## Reading text
+++++

Advance Directives—and Physicians Order on Life-Sustaining Treatment

by Joanna Smith on May 7, 2009

For years there have been “Advance Directives” that you could fill out to state what your wishes were about care for yourself should there be a time when you could no longer state your wishes.  Advance Directives allowed people to appoint agents to make healthcare decisions on their behalf, and to state the kinds of care they would wish to have.

In the Beginning….

In California, as in some other states, a resident could also register their Advance Directive with the Secretary of State on a secure web site.  Emergency rooms could check that web site and see if there was an Advance Directive and locate the agent.  The only problem seemed to be that people didn’t want to think about Advance Directives when they’re healthy, and frequently when they become ill, there wasn’t the time or focus to complete one.

In addition, there were problems with Advance Directives.  One problem with Advance Directives was that they didn’t carry the weight of a Physician’s order. If you called 911 in an emergency, when the emergency team arrived, they would still be obligated to do everything possible to save a life—even if there was an advance directive in place.  They actually needed a physician’s order to stop extraordinary treatments like CPR.  Once you activated 911, you set a chain of events in play that were hard to stop.  Various solutions were tried to solve this problem (the Pre-Hospital DNR was one attempt), but, again, most people didn’t get them filled out.

The New Approach

As of January 2009, California joined the states of Washington, Oregon, North Carolina, Tennessee, West Virginia, New York and parts of Wisconsin in becoming a “POLST” (Physician’s Orders for Life-Sustaining Treatment) state.  It is another step in trying to ensure that your wishes are acted upon.

What is POLST?

A POLST is actually a set of orders, signed by your physician and you that cover issues such as whether you want to have medical personnel try to restore your heartbeat or whether you want to be fed through a feeding tube.  Since these are Physician’s orders, they can be followed by emergency medical personnel “in the field” (i.e., outside of a clinic or hospital setting).  These orders are generally put in place in the last year or so of a person’s life.  It’s a good step forward.

How to you get these orders?  Your doctor will know about them, and you can also download the form itself from the various web sites.  Check the national POLST web site or in California, the site for the California Coalition for Compassionate Care. Talk with your healthcare provider about this form and you both can decide if it’s appropriate for you to complete.

+++++

## Problem details
Repeat verbatim the stretch of the advance directives article from "The New Approach" through "are acted upon.".

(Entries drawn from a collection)
+++++

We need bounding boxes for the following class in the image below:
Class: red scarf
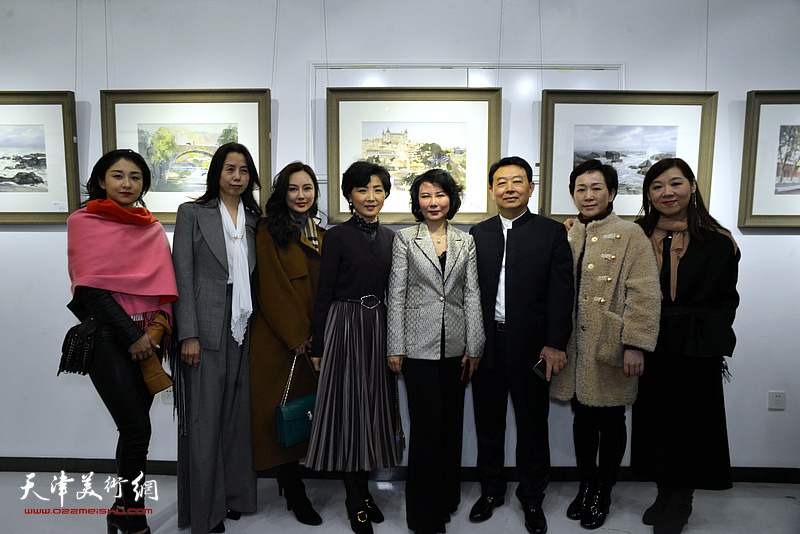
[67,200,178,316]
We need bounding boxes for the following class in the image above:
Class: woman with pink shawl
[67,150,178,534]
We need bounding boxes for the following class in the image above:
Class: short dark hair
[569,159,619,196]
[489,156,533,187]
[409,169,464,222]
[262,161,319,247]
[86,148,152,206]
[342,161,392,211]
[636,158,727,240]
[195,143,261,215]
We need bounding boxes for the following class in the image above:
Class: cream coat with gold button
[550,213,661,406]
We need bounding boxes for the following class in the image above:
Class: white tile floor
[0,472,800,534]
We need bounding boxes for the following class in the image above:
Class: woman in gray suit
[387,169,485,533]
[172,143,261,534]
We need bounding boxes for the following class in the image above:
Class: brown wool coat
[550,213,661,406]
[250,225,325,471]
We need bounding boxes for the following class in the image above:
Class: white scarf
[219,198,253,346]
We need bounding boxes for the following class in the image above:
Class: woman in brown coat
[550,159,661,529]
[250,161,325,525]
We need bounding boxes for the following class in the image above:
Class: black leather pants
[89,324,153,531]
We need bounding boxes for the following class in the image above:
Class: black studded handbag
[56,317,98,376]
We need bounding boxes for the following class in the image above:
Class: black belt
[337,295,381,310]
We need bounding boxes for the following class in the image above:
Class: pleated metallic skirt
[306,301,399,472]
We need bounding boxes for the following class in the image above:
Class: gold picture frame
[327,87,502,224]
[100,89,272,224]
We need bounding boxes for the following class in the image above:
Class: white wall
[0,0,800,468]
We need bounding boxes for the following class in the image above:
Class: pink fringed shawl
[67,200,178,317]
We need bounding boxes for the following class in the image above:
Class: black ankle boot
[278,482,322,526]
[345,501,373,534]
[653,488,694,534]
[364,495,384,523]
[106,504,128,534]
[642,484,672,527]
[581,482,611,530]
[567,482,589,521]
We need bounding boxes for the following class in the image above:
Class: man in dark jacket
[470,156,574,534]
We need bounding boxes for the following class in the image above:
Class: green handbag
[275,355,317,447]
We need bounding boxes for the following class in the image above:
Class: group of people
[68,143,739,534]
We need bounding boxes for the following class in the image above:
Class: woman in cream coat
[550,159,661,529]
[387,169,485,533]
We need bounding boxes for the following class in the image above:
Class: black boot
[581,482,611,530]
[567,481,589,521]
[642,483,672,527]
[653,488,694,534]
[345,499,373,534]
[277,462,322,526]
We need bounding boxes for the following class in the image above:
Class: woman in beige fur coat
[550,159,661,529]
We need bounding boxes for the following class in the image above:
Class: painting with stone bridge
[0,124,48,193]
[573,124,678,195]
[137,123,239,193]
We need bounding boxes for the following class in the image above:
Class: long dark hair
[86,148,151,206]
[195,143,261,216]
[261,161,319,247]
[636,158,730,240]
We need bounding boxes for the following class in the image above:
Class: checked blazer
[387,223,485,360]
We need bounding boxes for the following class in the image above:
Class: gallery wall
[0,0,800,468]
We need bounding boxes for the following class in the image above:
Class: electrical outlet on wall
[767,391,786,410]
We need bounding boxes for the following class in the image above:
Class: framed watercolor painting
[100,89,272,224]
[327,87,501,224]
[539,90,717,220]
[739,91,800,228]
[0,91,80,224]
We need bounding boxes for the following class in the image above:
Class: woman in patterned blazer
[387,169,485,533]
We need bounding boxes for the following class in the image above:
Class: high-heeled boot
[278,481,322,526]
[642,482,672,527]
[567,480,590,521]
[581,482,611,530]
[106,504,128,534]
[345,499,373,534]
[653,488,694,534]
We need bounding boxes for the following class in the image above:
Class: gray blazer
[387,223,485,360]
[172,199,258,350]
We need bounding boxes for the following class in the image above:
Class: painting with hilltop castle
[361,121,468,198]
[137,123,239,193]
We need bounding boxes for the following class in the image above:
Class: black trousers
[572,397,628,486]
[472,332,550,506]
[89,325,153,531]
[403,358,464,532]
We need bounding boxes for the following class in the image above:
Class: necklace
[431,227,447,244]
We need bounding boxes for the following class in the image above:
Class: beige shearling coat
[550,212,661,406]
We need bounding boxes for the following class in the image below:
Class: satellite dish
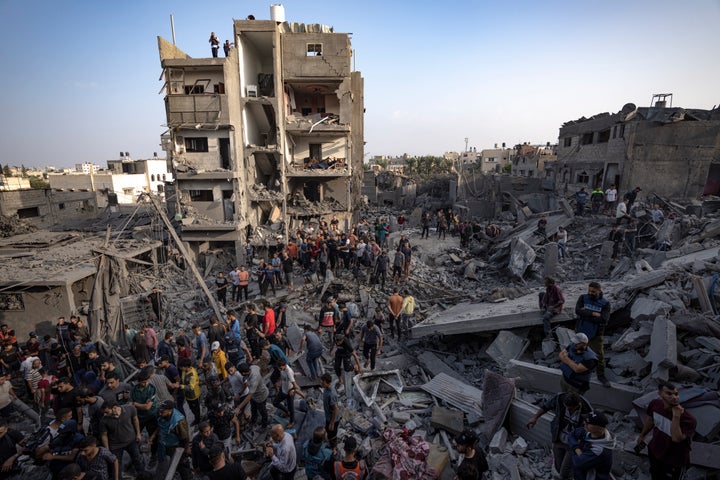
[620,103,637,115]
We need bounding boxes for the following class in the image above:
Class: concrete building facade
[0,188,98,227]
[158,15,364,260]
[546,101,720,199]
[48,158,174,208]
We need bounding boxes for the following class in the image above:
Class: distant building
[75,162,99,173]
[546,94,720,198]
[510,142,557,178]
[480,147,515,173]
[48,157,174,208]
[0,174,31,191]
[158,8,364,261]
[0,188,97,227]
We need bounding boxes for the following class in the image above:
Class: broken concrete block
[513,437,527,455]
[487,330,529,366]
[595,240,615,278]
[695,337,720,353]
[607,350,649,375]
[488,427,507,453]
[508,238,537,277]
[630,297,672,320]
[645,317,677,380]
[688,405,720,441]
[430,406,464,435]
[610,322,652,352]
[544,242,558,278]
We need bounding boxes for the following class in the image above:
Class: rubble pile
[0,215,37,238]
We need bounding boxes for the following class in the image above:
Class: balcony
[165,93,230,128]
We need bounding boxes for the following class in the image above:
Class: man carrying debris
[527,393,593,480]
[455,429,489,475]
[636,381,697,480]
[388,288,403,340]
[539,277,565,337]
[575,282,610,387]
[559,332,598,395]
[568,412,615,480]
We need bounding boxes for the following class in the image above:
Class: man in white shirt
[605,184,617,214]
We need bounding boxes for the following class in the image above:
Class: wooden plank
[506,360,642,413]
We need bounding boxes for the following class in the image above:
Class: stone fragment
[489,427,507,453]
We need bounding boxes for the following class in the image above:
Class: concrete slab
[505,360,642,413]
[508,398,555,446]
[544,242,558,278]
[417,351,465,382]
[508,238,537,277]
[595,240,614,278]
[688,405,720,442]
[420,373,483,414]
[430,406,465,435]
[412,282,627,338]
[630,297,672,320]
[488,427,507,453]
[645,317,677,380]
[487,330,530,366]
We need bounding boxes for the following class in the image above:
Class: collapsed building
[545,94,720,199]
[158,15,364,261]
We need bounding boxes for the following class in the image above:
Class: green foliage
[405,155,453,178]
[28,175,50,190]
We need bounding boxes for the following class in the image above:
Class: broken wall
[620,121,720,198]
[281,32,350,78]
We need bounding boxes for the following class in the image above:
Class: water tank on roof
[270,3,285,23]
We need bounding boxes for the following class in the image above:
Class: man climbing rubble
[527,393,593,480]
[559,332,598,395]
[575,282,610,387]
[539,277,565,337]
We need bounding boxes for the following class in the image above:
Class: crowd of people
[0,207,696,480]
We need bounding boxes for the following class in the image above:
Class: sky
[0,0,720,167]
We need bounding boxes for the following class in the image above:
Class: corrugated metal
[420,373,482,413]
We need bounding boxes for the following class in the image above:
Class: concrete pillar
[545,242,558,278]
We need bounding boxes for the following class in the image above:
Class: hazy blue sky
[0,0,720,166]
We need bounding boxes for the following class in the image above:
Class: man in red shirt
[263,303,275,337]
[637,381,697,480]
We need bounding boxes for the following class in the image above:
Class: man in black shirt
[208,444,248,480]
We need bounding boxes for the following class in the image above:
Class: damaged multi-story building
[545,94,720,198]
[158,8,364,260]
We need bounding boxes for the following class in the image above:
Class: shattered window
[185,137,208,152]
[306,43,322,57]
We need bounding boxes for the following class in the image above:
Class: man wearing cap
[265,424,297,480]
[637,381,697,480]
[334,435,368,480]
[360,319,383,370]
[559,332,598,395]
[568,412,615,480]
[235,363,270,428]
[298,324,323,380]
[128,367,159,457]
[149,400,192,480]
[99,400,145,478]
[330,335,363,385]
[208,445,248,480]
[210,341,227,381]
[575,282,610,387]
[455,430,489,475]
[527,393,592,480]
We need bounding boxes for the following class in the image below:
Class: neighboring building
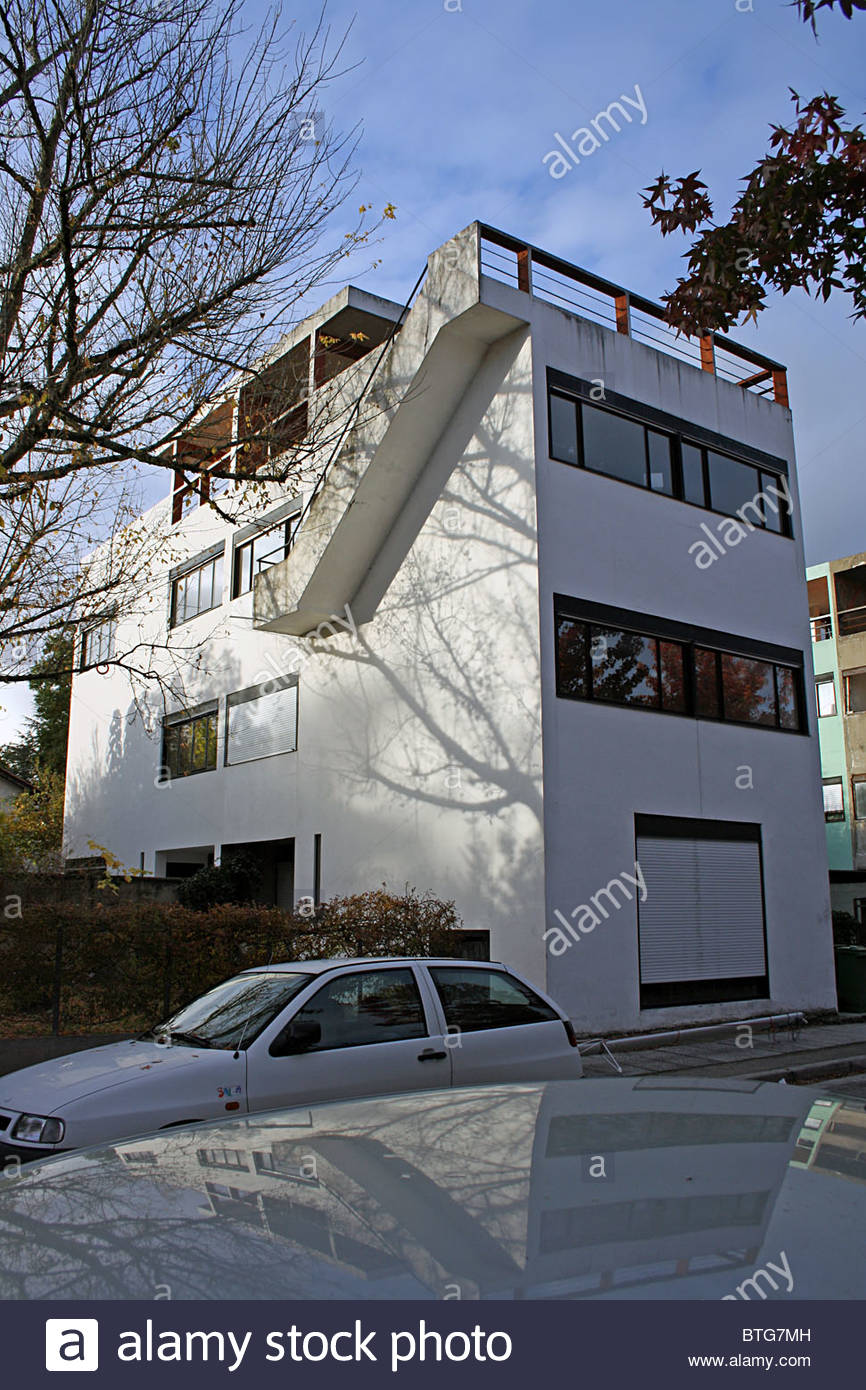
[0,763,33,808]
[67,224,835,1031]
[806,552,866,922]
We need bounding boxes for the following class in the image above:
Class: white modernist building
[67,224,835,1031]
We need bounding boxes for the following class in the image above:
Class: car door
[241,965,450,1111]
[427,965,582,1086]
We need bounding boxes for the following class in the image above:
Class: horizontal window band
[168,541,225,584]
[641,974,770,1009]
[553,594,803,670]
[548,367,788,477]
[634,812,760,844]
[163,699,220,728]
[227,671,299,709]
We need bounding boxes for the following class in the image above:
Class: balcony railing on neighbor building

+++++

## Exercise result
The New Approach

As of January 2009, California joined the states of Washington, Oregon, North Carolina, Tennessee, West Virginia, New York and parts of Wisconsin in becoming a “POLST” (Physician’s Orders for Life-Sustaining Treatment) state.  It is another step in trying to ensure that your wishes are acted upon.